DATA RECORDS —
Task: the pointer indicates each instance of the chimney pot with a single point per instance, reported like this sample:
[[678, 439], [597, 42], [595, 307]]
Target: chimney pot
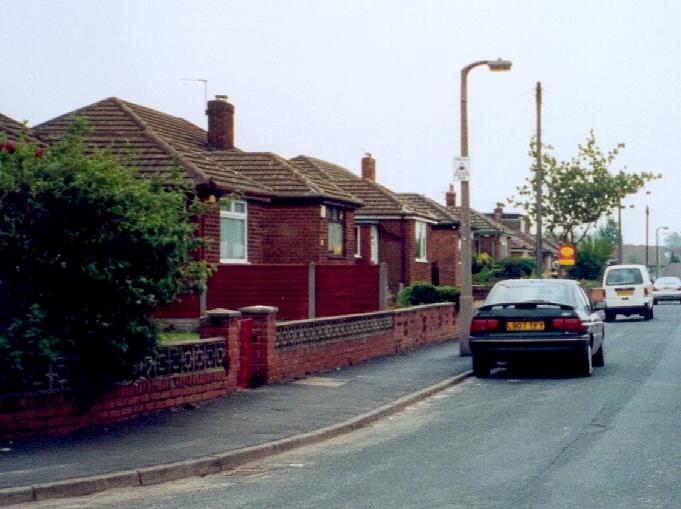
[[369, 168], [499, 212], [220, 123]]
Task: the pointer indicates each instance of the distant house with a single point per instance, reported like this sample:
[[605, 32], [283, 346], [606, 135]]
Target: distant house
[[487, 235], [416, 240], [522, 242]]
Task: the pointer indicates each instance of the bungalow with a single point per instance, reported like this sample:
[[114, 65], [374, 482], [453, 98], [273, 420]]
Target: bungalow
[[391, 227], [278, 214]]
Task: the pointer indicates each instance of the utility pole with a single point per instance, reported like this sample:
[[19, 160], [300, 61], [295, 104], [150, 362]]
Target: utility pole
[[539, 177], [647, 214]]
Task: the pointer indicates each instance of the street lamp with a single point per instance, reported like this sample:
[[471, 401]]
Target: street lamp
[[657, 247], [466, 298]]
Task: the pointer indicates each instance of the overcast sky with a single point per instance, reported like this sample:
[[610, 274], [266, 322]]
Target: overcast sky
[[335, 79]]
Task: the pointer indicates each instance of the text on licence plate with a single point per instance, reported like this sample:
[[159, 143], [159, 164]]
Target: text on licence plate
[[624, 292], [524, 325]]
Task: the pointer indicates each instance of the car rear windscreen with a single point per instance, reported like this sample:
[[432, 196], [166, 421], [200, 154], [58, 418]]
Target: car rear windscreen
[[629, 276], [547, 292]]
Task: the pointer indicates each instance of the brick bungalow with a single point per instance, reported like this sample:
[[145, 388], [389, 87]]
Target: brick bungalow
[[280, 214], [389, 228], [523, 243], [487, 235]]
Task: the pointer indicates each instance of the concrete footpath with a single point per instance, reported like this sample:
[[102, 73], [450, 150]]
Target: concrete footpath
[[226, 432]]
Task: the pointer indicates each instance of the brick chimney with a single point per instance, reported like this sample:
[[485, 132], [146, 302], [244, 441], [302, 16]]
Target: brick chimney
[[369, 167], [220, 123], [499, 212], [450, 197]]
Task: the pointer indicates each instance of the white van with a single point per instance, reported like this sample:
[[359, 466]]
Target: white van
[[628, 291]]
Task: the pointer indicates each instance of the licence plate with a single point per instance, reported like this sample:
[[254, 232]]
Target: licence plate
[[524, 325], [624, 292]]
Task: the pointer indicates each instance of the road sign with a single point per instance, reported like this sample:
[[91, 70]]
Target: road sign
[[462, 170], [566, 254]]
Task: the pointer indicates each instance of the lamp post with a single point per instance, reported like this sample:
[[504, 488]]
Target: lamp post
[[657, 248], [466, 298]]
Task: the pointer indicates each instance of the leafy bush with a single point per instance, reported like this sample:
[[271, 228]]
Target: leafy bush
[[449, 293], [514, 267], [87, 251], [426, 293]]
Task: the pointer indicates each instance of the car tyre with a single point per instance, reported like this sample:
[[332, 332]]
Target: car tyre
[[598, 359], [585, 366], [481, 366], [647, 313]]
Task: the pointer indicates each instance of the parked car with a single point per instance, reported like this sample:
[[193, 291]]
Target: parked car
[[523, 318], [628, 291], [667, 288]]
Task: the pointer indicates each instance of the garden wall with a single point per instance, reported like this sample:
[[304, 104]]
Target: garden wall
[[251, 349]]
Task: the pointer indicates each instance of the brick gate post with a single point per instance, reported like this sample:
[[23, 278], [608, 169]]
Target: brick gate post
[[225, 323], [264, 335]]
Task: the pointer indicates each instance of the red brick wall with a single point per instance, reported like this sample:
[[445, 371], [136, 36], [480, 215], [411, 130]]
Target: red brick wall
[[30, 415], [282, 286], [344, 290], [442, 249], [413, 327]]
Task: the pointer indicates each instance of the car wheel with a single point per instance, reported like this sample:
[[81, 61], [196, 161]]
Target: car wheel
[[481, 366], [585, 366], [647, 313], [598, 359]]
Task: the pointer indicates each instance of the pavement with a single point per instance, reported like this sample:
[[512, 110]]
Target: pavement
[[229, 431]]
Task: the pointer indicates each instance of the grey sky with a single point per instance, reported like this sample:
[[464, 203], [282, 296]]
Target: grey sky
[[334, 79]]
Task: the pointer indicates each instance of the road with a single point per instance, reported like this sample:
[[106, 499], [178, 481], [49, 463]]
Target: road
[[530, 439]]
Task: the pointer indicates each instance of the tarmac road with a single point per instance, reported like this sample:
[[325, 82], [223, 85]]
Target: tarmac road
[[524, 439]]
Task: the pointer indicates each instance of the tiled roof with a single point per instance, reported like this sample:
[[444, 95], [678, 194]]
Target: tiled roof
[[443, 214], [12, 128], [285, 178], [158, 141], [378, 200]]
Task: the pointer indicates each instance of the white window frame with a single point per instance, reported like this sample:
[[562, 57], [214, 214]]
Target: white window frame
[[334, 216], [421, 228], [374, 243], [358, 248], [228, 211]]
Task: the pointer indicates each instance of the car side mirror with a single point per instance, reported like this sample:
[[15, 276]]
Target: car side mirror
[[599, 305]]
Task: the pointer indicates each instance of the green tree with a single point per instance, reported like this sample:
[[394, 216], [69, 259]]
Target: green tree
[[593, 254], [579, 192], [87, 252], [608, 231]]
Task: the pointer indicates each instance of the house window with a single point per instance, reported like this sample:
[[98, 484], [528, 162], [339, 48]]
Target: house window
[[358, 250], [421, 229], [335, 220], [374, 244], [233, 232]]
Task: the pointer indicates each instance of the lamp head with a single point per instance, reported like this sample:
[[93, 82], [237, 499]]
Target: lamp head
[[499, 65]]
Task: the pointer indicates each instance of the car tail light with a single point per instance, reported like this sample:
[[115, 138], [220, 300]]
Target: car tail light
[[568, 324], [484, 325]]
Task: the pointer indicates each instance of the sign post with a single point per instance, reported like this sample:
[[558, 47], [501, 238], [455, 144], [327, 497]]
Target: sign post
[[462, 169], [566, 255]]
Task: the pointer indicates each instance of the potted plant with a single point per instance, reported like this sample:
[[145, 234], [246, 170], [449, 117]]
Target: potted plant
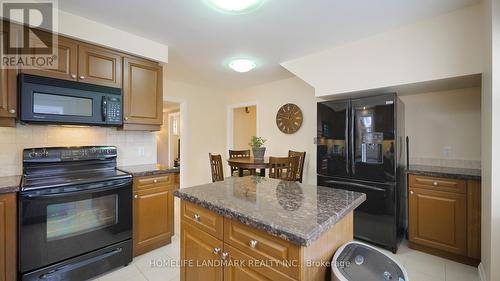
[[257, 147]]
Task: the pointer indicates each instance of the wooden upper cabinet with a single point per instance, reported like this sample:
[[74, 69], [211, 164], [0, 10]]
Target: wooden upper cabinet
[[142, 90], [99, 66], [8, 234], [438, 219], [8, 94], [67, 61]]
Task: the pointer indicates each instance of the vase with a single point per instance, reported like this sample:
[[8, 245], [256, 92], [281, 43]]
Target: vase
[[258, 153]]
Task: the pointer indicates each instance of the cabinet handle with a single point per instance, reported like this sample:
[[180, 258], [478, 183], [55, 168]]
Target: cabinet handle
[[217, 251], [252, 244]]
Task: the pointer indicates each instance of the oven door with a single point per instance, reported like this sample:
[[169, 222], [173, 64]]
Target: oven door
[[59, 223]]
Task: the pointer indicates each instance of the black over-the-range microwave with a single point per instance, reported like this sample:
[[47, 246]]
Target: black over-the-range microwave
[[56, 101]]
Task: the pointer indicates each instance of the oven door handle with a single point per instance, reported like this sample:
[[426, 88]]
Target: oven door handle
[[41, 195]]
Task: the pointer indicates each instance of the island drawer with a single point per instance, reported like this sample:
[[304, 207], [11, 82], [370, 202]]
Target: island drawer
[[153, 181], [438, 184], [202, 219], [282, 255]]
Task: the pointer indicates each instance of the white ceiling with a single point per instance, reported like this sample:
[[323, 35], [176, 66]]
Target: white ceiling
[[201, 40]]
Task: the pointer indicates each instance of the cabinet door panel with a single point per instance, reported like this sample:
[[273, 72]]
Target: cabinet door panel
[[99, 66], [197, 248], [438, 219], [8, 236], [67, 57], [241, 267], [153, 217], [142, 88]]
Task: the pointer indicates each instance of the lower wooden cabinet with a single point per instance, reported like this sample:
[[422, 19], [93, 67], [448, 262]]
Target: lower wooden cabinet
[[8, 237], [444, 217], [153, 212]]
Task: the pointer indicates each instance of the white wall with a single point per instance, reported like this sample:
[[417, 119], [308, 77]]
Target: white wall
[[129, 144], [270, 97], [437, 120], [446, 46], [203, 116], [490, 215], [244, 126], [87, 30]]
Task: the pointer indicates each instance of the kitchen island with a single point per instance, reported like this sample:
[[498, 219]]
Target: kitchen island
[[255, 228]]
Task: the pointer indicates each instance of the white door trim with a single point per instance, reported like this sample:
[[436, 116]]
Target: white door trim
[[230, 115], [183, 123]]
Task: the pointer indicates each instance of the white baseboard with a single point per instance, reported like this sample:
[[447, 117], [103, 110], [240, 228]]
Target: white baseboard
[[482, 275]]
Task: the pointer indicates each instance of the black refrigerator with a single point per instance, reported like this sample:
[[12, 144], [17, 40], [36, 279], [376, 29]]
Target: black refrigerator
[[361, 147]]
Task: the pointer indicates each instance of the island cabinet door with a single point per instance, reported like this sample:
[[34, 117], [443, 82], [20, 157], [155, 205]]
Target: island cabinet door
[[241, 267], [200, 255], [153, 216], [438, 219]]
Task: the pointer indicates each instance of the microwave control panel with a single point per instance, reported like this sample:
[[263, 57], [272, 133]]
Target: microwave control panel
[[114, 110]]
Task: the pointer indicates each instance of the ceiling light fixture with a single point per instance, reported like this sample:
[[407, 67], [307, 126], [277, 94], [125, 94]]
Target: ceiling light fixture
[[235, 6], [242, 65]]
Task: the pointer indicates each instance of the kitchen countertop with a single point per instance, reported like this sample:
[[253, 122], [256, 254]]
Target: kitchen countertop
[[148, 170], [295, 212], [10, 184], [446, 172]]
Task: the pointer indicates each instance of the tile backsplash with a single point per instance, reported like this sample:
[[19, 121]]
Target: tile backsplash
[[134, 148]]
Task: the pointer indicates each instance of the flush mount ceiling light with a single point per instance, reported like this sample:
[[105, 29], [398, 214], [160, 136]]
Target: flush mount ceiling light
[[242, 65], [235, 6]]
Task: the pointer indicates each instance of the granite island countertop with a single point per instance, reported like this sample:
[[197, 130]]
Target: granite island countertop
[[445, 172], [10, 184], [148, 170], [295, 212]]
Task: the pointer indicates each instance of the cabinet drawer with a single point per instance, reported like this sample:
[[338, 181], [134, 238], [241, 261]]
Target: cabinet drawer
[[203, 219], [153, 181], [441, 184], [263, 247]]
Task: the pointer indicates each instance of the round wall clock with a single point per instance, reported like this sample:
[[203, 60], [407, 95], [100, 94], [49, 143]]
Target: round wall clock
[[289, 118]]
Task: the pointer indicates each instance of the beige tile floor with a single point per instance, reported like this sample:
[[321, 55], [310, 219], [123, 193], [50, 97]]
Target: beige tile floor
[[420, 266]]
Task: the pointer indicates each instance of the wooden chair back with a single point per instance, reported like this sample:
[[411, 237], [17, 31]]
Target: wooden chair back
[[302, 158], [238, 154], [284, 168], [216, 167]]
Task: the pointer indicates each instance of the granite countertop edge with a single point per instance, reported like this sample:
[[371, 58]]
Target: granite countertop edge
[[270, 229], [425, 172]]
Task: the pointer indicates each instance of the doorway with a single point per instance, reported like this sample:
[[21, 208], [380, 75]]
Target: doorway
[[169, 137]]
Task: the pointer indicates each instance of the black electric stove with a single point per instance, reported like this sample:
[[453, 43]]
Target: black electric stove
[[75, 213]]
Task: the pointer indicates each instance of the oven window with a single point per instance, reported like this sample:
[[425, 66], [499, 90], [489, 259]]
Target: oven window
[[61, 105], [74, 218]]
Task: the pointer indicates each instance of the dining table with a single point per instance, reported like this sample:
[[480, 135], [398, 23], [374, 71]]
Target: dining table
[[249, 163]]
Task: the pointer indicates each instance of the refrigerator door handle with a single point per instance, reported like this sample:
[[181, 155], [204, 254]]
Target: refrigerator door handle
[[347, 146]]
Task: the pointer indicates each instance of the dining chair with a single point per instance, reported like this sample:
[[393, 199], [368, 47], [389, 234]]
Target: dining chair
[[216, 167], [284, 168], [239, 154], [302, 158]]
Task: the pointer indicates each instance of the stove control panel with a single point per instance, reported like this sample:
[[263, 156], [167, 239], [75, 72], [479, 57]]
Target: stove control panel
[[66, 154]]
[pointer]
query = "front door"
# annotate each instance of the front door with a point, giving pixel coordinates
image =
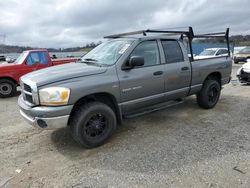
(177, 68)
(142, 86)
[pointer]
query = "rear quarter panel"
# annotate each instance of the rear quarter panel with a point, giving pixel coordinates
(204, 67)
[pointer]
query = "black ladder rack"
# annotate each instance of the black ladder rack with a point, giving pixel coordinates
(188, 33)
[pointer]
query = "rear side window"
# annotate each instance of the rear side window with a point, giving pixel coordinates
(149, 51)
(222, 52)
(172, 51)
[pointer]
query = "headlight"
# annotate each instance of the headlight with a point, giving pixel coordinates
(239, 71)
(54, 96)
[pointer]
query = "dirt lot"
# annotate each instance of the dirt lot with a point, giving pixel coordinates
(182, 146)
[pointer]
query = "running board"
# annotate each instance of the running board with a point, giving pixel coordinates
(154, 108)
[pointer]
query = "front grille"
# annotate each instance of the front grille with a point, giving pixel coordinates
(27, 88)
(29, 98)
(27, 93)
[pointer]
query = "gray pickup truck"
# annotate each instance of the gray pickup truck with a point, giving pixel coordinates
(125, 76)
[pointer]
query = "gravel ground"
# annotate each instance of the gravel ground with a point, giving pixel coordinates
(182, 146)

SHORT PROBLEM — Set down verbatim the lines above, from the line containing "Task: the pointer indicates each instance of the car side" up to and including the line containing "[[599, 305]]".

RESULT OF THIS TASK —
Task: the pointer indicates each instance of the car side mirror with a single point per instance, reported like this sample:
[[15, 276]]
Target: car side mirror
[[599, 305]]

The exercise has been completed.